Didaktik des zeichnerischen Gestaltens

2018: Beginnen wir mit drei Vorbemerkungen. Ich zeichnete kaum. Ich scheute sogar davor zurück. Es gab zwei Ausnahmen. (1) 1995 war in unserem Vorgärtchen in Richtung Strasse ein Strauch eingegangen. Mit dem vagen Gefühl er könnte noch zu etwas dienen, hackte ich ihn nicht ab. Ich verlangte sogar, dass dieses dürre Ding stehen blieb. - Nach dem Überfall und dem Massaker in Srebrenica im Frühsommer 1995 erfasste die Bevölkerung eine allgemeine Empörung. Ich wollte ein Zeichen der Hoffnung setzen. Wie? Womit? Wenn ich das Haus betrat oder verliess, fiel mein Blick auf den toten, blätterlosen Busch. - Zu meiner Gefühlslage passend, begleitete mich eine isolierte Verszeile: Auferstanden aus Ruinen und der Zukunft zugewandt … . (Einschübchen: Ich wusste nicht, dass diese Zeilen der Anfang der Nationalhymne der DDR war. Ein schöner Text für eine Nationalhymne. Lesen Sie ihn bitte einmal im Internet nach.) Dann traf mich der Gedankenblitz. Einem vorübergehenden Kindergartenkind hatte sich das Pflästerli vom Finger gelöst. Es jammerte. Schnell holte ich Ersatz. Da lag noch eine alte, nutzlose Binde. Ich steckte sie ein. Die Kriegsverwundeten tauchten vor meinen Augen auf, und ich sah meinen verdorrten Strauch. Ich griff nach einem steifen Zweig und umwickelte diesen mit der alten Binde. Eine Passantin blieb verwundert stehen. "Mit diesem Verband zeige ich meine Anteilnahme mit den Kriegsopfern," erklärte ich ihr. Wenig später brachte sie mir eine Plastiktüte mit allerhand Verbandsmaterial. Im Keller lag noch ungebrauchter, weisser Stoff. Ich zerriss diesen in Streifen. Jeden Tag umwickelte ich weitere Zweige. Glich mein Strauch nun nicht einer Gruppe von Verletzten? "Freut euch doch! Ihr habt überlebt! Das Rote Kreuz hat eure Wunden versorgt,“ sagte ich zu dem sonderbaren Strauch. "Was soll das? Wie heisst ihr Kunstwerk?" fragten Vorübergehende. Ich fühlt mich aufgefordert, einen Titel zu finden. "Frauen tanzen für den Frieden" schien mir passend, und mit diesem Titel konnte ich leicht weiterarbeiten. Die dürren Zweige wurden zu Figuren, die sich die Hände reichten. Steine dehnten die Äste nach aussen, und die Frauen konnten einen Kreis bilden. Sie tanzten gemeinsam für den Frieden. Ich bastelte eine Anschrift. Viele Vorübergehende blieben stehen. Zwei Photografen läuteten und baten um die Erlaubnis, meine "Installation" aufzunehemen.

▶ _ZIEL A_:
Tausche in den Einträgen „street asphalt“ gegen „paved road“ und gib nur die Zeilen wieder, die mit der Zeile beginnen, die „Reviewer note: check that every instance of the street“ enthält, und nach der Zeile enden, die „(1305, 767)“ enthält. Alles andere bleibt unverändert.
▶ _ZIEL B_:
Führe den Text über den verbundenen Strauch nach seinem letzten Satz fort.
Der Text oben und die Einträge sind voneinander unabhängiges Material.

Quelldatensätze
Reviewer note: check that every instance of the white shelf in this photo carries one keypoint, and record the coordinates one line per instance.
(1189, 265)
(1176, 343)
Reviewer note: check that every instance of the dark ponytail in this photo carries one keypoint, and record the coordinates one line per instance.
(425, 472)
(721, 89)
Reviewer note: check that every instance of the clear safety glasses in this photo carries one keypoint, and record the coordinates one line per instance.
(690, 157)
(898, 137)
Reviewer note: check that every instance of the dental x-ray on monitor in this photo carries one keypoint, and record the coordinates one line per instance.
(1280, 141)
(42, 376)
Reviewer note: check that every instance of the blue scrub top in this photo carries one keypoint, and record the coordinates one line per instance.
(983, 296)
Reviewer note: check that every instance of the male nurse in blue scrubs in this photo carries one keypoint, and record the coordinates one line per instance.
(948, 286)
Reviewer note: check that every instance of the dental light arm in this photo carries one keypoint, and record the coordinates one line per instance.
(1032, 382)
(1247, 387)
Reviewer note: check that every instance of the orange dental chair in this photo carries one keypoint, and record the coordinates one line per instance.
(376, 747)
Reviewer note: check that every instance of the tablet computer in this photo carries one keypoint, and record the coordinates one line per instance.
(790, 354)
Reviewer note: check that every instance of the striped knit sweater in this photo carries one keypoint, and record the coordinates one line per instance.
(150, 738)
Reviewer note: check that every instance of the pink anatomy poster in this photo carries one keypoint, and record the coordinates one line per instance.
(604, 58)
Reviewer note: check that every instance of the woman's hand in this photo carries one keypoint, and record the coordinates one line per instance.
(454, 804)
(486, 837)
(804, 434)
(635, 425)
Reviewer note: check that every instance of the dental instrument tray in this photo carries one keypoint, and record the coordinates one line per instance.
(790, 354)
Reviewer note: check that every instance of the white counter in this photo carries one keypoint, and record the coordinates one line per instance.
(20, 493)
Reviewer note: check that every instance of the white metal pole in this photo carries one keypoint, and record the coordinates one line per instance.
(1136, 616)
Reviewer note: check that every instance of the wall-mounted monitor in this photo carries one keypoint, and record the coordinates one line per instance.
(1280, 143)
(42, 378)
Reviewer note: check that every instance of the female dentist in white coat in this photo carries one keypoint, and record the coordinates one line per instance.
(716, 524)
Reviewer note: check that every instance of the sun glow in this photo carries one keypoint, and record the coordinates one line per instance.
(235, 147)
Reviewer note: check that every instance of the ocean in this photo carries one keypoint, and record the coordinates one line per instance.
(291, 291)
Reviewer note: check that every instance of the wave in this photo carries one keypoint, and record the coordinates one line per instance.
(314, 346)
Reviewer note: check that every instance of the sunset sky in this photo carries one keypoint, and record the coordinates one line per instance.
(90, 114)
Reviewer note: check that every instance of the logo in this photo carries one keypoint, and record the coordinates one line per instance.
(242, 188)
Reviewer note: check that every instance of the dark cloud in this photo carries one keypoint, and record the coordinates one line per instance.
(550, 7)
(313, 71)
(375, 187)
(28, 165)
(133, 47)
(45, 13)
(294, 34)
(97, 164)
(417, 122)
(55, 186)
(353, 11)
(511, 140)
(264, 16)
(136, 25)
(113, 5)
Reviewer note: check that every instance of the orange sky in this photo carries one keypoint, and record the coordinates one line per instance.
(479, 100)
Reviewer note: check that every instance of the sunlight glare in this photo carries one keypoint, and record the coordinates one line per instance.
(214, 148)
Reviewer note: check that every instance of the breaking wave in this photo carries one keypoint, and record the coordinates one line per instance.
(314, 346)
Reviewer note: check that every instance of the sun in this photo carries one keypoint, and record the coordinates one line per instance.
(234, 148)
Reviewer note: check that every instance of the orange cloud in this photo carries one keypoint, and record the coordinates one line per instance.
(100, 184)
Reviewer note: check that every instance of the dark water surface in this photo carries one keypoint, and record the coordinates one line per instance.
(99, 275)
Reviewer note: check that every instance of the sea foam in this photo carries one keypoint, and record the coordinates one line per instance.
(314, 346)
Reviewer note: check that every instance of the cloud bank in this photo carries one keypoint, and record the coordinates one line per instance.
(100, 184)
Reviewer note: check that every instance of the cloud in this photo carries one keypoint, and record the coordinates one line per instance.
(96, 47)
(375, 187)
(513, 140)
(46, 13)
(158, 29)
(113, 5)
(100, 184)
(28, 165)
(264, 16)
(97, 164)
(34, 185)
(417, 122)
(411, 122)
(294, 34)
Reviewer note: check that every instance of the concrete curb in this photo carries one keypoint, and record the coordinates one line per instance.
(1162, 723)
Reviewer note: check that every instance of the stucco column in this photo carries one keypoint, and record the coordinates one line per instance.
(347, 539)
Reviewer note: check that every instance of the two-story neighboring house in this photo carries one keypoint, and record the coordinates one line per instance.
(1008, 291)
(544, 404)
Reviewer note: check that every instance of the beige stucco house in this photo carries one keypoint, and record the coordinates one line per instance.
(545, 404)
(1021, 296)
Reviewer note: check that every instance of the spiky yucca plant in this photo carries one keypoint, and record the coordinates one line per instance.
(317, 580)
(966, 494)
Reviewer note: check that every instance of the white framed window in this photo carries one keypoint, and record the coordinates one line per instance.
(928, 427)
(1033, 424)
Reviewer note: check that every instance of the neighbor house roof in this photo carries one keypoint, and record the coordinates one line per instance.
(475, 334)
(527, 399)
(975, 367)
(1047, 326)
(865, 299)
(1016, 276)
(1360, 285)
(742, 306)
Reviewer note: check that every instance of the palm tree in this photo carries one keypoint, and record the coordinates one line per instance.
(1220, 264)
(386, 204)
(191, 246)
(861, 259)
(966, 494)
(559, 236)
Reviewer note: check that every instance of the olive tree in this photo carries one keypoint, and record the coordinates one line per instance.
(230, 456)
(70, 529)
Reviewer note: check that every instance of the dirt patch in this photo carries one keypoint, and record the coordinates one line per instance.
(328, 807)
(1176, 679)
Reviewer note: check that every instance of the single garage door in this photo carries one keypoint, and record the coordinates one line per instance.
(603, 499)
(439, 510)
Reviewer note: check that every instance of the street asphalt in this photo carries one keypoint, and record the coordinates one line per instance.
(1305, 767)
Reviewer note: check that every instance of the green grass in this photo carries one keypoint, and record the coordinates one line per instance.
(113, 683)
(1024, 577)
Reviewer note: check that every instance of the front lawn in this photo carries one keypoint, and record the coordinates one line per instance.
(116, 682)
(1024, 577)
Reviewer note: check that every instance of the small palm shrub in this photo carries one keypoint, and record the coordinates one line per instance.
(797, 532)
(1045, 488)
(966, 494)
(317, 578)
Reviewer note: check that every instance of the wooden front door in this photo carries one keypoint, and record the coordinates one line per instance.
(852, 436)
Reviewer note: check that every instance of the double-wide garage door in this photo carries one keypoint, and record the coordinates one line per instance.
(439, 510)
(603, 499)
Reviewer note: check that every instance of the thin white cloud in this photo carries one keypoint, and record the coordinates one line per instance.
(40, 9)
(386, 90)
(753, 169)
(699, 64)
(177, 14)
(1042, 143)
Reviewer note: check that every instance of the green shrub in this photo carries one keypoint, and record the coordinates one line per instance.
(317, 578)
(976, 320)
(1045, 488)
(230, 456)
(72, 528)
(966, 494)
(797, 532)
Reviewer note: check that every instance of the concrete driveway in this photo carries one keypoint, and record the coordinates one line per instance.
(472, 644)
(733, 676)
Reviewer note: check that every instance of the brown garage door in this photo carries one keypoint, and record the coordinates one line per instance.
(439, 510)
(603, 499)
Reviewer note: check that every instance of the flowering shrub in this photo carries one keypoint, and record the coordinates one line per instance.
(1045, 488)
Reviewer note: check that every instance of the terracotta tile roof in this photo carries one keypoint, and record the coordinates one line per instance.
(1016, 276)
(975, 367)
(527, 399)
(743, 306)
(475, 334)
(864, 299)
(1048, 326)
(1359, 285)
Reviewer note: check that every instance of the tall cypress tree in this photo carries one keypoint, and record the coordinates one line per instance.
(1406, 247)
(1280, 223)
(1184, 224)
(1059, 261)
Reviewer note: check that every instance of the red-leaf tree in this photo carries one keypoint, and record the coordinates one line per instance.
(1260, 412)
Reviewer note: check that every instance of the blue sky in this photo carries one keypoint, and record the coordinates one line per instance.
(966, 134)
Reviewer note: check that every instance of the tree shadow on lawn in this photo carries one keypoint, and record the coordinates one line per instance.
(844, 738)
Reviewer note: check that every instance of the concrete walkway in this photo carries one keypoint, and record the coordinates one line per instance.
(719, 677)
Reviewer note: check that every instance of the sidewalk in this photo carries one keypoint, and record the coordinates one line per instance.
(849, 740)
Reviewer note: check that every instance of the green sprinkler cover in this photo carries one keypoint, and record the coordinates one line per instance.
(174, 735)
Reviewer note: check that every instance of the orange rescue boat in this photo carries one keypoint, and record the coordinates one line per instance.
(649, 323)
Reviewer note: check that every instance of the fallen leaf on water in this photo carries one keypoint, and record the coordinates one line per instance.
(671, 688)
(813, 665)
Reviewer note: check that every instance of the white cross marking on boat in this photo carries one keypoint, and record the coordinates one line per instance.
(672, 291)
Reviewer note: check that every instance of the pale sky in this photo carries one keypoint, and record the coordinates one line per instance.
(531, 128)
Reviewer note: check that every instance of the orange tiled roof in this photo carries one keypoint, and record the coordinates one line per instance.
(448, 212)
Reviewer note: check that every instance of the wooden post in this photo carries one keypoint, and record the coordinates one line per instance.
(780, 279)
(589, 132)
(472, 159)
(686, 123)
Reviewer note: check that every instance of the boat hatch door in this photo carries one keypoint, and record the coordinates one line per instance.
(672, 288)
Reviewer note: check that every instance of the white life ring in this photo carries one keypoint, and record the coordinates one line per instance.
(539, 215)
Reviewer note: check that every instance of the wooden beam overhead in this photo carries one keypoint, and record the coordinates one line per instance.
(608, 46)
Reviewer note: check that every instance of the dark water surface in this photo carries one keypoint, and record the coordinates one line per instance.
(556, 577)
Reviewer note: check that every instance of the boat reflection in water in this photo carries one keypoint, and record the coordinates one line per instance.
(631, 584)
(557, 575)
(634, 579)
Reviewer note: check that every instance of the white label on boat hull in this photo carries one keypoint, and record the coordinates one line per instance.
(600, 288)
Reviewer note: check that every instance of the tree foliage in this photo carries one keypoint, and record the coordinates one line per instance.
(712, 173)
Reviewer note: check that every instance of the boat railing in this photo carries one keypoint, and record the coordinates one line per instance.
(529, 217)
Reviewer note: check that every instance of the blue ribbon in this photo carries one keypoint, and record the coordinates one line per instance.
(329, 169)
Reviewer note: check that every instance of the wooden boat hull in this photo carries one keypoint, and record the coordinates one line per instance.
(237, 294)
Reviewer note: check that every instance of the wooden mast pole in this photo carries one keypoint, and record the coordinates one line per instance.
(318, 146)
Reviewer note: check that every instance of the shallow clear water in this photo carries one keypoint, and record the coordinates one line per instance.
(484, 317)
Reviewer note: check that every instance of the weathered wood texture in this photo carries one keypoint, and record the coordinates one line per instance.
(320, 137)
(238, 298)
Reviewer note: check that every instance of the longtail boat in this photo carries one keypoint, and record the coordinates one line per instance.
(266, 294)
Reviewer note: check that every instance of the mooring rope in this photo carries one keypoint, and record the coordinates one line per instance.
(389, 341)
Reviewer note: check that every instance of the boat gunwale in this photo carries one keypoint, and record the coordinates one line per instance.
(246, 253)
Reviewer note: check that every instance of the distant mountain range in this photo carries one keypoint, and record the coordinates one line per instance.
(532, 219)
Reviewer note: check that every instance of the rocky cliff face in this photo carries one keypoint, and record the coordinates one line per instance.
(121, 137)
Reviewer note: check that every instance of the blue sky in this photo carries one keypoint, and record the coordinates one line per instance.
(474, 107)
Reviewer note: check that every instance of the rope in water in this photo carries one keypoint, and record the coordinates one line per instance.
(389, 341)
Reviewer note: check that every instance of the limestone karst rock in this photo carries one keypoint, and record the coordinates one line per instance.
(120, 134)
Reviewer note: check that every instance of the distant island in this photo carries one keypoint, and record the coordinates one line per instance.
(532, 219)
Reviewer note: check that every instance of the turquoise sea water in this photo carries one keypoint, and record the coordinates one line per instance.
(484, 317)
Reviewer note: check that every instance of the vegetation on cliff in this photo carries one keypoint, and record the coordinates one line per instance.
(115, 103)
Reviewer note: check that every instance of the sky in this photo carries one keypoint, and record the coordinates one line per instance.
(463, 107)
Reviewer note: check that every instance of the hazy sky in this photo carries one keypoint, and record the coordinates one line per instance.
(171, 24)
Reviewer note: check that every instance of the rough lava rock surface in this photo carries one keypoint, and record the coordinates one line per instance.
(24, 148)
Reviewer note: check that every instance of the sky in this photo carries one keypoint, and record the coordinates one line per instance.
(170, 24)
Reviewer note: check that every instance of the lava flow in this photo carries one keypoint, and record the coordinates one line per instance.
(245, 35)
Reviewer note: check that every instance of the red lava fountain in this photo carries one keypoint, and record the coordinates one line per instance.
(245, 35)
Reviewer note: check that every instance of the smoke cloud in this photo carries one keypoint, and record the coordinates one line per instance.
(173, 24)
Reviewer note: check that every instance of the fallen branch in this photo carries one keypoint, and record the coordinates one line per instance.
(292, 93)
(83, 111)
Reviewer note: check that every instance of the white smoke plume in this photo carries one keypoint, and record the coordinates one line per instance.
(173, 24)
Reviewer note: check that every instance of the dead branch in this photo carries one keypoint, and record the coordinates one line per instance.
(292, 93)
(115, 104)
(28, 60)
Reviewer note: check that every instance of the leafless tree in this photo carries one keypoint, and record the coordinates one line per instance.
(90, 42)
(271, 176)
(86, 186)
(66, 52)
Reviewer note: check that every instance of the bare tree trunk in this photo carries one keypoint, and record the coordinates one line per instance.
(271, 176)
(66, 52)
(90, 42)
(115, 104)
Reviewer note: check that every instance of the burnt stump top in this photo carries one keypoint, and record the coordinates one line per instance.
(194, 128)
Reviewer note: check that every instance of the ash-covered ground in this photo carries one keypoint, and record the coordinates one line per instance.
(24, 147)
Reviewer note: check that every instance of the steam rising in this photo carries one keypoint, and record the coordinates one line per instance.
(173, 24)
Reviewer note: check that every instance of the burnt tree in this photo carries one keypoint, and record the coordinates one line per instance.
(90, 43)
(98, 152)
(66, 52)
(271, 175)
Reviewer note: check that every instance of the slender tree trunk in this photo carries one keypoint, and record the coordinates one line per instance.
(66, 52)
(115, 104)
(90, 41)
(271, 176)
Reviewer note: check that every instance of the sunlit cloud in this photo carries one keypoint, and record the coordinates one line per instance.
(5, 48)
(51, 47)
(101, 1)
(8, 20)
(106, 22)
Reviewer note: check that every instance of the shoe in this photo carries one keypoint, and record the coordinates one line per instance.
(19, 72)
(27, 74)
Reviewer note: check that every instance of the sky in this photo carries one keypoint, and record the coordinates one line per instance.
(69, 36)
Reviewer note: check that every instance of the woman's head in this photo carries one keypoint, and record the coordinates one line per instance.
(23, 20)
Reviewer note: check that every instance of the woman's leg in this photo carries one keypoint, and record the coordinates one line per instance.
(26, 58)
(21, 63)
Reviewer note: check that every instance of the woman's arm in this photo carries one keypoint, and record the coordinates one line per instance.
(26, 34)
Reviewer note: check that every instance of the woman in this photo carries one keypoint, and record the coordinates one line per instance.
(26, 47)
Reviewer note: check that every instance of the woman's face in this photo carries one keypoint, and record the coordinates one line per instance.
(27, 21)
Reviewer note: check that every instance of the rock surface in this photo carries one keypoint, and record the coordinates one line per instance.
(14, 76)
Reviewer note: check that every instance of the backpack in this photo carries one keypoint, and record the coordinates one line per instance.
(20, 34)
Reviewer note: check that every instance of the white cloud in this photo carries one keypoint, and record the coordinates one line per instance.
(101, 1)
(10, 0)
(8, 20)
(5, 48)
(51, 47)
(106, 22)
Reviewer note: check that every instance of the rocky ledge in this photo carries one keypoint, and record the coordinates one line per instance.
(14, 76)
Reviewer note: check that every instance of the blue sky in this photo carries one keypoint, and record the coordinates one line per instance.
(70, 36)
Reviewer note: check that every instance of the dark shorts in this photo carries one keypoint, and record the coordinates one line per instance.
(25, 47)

▶ _ANTWORT A_:
Reviewer note: check that every instance of the paved road in this photo carries one keypoint, and record the coordinates one line per instance.
(1305, 767)

▶ _ANTWORT B_:
 

Machen wir einen Sprung zu den Sprayern: (2)Warum müssen nachts neue Wände "verschmiert"werden? empörten sie viele. "Ich würde auch gerne so etwas machen," ärgerte ich meinem Mann. "Die könnten doch Abbruch-Objekte besprayen," schlug er vor. Das fand ich eine gute Idee. Wir planten unser Haus neu verputzen und frisch streichen zu lassen. Warum nicht vorher auf eine der Wände ein Labyrinth malen? Mein Mann bezweifelt mein Können, aber er willigte ein: "Nächsten Frühling verschwindet es wieder." Ausgelöst durch die Kriegswirren in Jugoslawien hatte ich mich für Labyrinthe interessiert und in der Bibliothek Bücher zu diesem Thema geholt. Was ich malen wollte, war klar, aber wie? Wir hatten die Handwerker, den Maurer und den Maler für das kommende Jahr bereits ausgewählt. Der Maurer war bereit, mir für mein Projekt ein kleines Gerüst aufzustellen. Er beriet mich auch betreffend die Farbqualität. Wir besprachen die Ausführung mehrmals, und ich zeigte ihm meinen Entwurf. Er liess mich Farbe und Material über seine Firma beziehen. Zur Arbeit: Ich stieg mit einer Leiter auf das Gerüst und bestimmte die Mitte meines Labyrinths. Dort schlug ich einen Meissel in die alte Wand. Mit Hilfe einer Schnur gelang es mir, konzentrische Kreise zu ziehen. Ich schaffte es, aus den Kreisen auf die schadhafte, beige Wand die ruhige Form eines Labyrinths zu skizzieren. Mein Berater war zufrieden. “Jetzt aber Farbe, viel Farbe. Schwarz und verschiedene Brauntöne,“ ermunterte er mich. Am Mittag war schönes Wetter. Eine Schachtel mit Farbtuben stand auf den Gerüst bereit. Meine Frauen, die im Vorgarten gemeinsam für den Frieden tanzten, interessierten mich mehr. Viele Tage eilte ich an ihnen vorbei und stieg aufs Gerüst. Ich strich zehn Minuten kräftig Farbe auf meine Skizze, dann kletterte ich nach unten und schaute meine Arbeit aus einer Distanz von 10, 15 Metern an. Ich kam langsam vorwärts, aber ich war zufrieden. Der Maurer war positiv überrascht. Das Labyrinth hatte einen Durchmesser von ca. 6 Metern und alles in allem eine Höhe von gegen 10 Metern. Als das Haus im kommenden Jahr neu verputzt wurde, bedauerten die Chauffeure der öffentlichen Busse, dass es verschwand.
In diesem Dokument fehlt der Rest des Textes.